----- SUPPLIED DATA -----
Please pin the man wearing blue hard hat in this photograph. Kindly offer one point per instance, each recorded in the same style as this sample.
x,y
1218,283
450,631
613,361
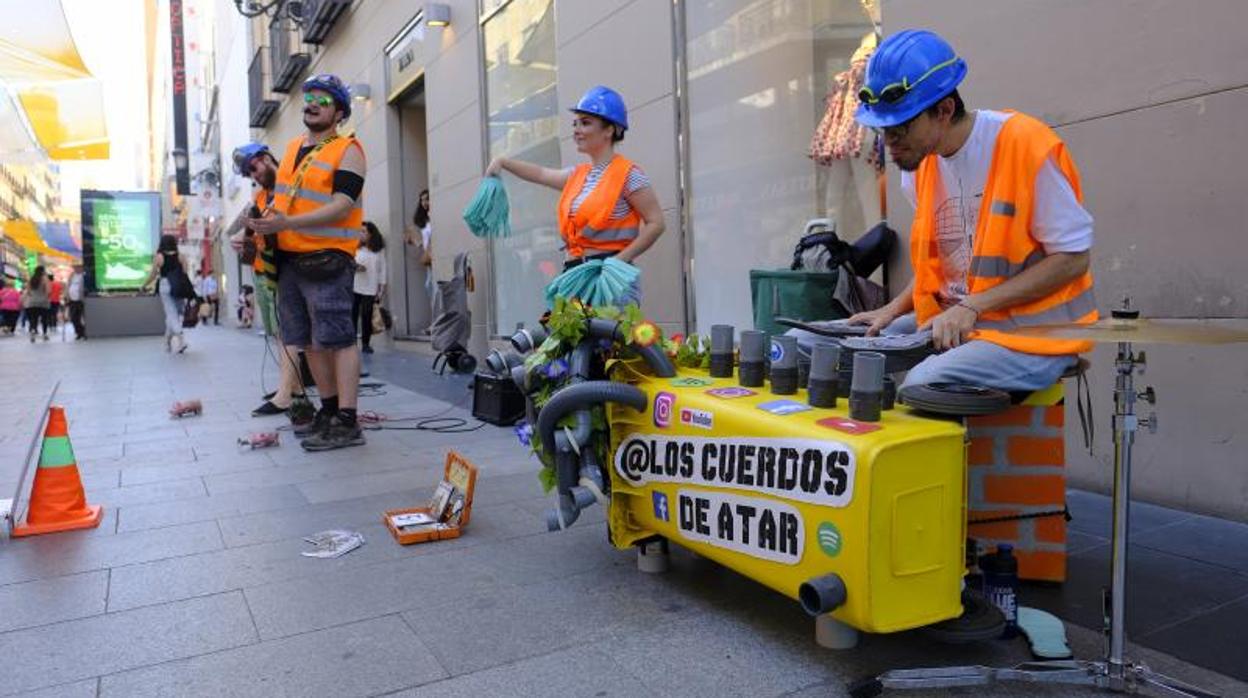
-----
## [REQUIREMENT]
Convert every line of the records above into a Markdown table with the columns "No." and "Text," numbering each line and omitting blank lines. Leave the pictures out of your answer.

## [RESPONSE TO THE EXERCISE]
| No. | Text |
|---|---|
| 1 | Please pin the man wearing blue hard hat in this photograph. Kindly offer one point per instance, each recorded in the same style as this sample. |
| 2 | x,y |
| 3 | 1218,283 |
| 4 | 450,631 |
| 5 | 613,361 |